Text block ->
○ ○ ○ ○
Volkswagen Plans Global Job Cuts Up to 100,000 Amid Restructuring
German automotive giant Volkswagen is embarking on a comprehensive restructuring due to declining profitability and intense competition in China. The company aims to streamline its model lineup and potentially eliminate up to 100,000 jobs worldwide.
German automotive giant Volkswagen Group is preparing for one of the most extensive restructuring operations in its history, driven by a sharp decline in profitability, intense competition in the Chinese market, and high production costs. Under the leadership of CEO Oliver Blume, the management plans to halve the company's global model lineup, reduce production capacity, and potentially eliminate up to 100,000 jobs worldwide. These measures are seen as a response to the structural challenges facing the automotive sector.
The company's supervisory board recently rejected some proposals, particularly those involving the closure of four German factories and deeper job cuts, due to resistance from labor representatives. However, according to Bloomberg and Reuters, Blume informed employees that an additional 50,000 job reductions might be necessary, on top of the 50,000 already agreed upon, effectively keeping a target of up to 100,000 job cuts on the table. Volkswagen's operating profit more than halved in 2025, and its operating margin fell to 2.8 percent.
At the core of this situation is a significant drop in performance in China, which for many years was Volkswagen's most profitable market. The company lost its leading position in the Chinese market to BYD in 2024 and subsequently fell behind Geely in 2025, dropping to third place. Deliveries in China plunged by 36.6 percent in the second quarter of 2026, negatively impacting Volkswagen's global sales. Furthermore, U.S. tariffs on brands like Audi and Porsche, along with high labor, energy, and regulatory costs in Germany, are also significant factors pressuring profitability.
These restructuring plans have led to volatility in Volkswagen's shares. The company's stock value has reportedly fallen by approximately 60 percent since CEO Blume took office. The European automotive sector is experiencing similar issues; Chinese electric vehicle manufacturers are entering the European market with more affordable and technology-driven models, creating pressure on traditional European manufacturers. Tens of thousands of jobs have already been lost in the German automotive industry, and the implementation of these new plans is expected to have a broader impact on the employment market.
○ ○ ○ ○
Entries from a data source:
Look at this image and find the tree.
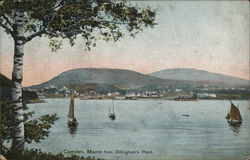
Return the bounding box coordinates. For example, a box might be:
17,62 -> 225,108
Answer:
0,0 -> 156,158
0,100 -> 59,157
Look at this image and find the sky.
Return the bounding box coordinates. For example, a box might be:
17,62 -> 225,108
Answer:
0,1 -> 250,86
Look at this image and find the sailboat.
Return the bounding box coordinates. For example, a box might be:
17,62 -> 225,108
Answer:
226,101 -> 242,125
109,100 -> 115,120
68,94 -> 78,127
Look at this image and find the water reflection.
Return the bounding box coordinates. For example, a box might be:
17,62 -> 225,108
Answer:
68,126 -> 77,136
228,123 -> 241,134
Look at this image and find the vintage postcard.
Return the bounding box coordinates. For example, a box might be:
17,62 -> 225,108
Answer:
0,0 -> 250,160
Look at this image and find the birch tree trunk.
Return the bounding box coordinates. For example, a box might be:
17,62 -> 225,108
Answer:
11,9 -> 24,158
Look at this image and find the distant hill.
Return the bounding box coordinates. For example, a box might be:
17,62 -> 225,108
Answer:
28,68 -> 249,92
28,68 -> 180,90
149,68 -> 249,86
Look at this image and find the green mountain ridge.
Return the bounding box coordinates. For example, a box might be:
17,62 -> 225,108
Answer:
148,68 -> 250,87
28,68 -> 249,91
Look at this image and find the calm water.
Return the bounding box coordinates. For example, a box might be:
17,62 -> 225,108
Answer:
28,99 -> 250,160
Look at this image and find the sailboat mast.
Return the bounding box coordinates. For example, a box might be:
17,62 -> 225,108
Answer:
113,99 -> 115,114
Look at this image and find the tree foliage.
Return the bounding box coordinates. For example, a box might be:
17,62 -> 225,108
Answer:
0,0 -> 156,51
0,101 -> 59,147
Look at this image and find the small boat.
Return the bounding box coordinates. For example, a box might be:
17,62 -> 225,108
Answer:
68,94 -> 78,127
109,100 -> 115,120
226,101 -> 242,125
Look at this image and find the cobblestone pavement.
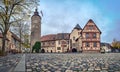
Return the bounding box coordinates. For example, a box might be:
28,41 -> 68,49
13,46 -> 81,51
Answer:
26,53 -> 120,72
0,54 -> 22,72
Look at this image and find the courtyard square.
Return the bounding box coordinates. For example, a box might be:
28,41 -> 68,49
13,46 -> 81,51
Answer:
26,53 -> 120,72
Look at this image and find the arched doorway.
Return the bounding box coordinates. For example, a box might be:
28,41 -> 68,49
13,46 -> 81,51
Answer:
72,48 -> 77,52
41,49 -> 45,53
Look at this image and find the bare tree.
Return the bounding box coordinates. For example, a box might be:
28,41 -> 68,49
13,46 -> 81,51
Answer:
0,0 -> 39,53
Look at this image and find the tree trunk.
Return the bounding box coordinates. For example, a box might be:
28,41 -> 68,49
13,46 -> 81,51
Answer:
2,34 -> 6,55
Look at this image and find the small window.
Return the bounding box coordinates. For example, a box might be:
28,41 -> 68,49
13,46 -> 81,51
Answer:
89,25 -> 93,30
86,42 -> 90,47
93,33 -> 96,38
86,33 -> 89,38
57,47 -> 61,50
58,40 -> 60,44
73,37 -> 75,40
93,42 -> 97,47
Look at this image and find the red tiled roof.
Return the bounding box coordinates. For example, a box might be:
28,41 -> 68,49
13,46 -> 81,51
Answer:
40,34 -> 56,41
0,33 -> 9,41
41,33 -> 69,41
56,33 -> 70,40
0,33 -> 3,38
11,32 -> 21,42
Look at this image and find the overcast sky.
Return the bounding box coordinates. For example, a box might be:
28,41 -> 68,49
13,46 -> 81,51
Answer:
38,0 -> 120,43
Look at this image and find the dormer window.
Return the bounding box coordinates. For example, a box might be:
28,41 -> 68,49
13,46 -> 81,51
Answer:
89,25 -> 93,30
93,33 -> 96,38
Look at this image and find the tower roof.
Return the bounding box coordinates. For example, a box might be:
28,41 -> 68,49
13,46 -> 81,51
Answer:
74,24 -> 82,30
34,9 -> 39,15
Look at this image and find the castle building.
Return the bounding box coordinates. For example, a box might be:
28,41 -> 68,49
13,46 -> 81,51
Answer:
41,33 -> 69,53
82,19 -> 101,52
41,19 -> 101,53
30,9 -> 41,48
69,24 -> 82,51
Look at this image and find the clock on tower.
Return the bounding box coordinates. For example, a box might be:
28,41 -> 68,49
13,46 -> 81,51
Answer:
30,9 -> 41,50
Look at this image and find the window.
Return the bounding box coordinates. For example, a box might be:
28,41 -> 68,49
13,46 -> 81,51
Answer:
43,42 -> 45,45
89,25 -> 93,30
93,42 -> 97,47
93,33 -> 96,38
73,37 -> 75,40
86,42 -> 90,47
58,40 -> 60,44
57,47 -> 61,50
86,33 -> 89,38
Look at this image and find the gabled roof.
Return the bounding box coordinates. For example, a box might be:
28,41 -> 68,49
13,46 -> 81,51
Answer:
82,19 -> 101,34
0,33 -> 9,41
40,34 -> 56,41
56,33 -> 69,40
11,32 -> 22,42
74,24 -> 82,30
40,33 -> 69,41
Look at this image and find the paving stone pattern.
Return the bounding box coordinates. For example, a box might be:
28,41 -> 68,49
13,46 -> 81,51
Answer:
○ ○ ○ ○
Exercise ->
List every percentage figure that appears in the article about Volkswagen's restructuring. The entries have nothing to do with the text.

Your solution ->
2.8 percent, 36.6 percent, approximately 60 percent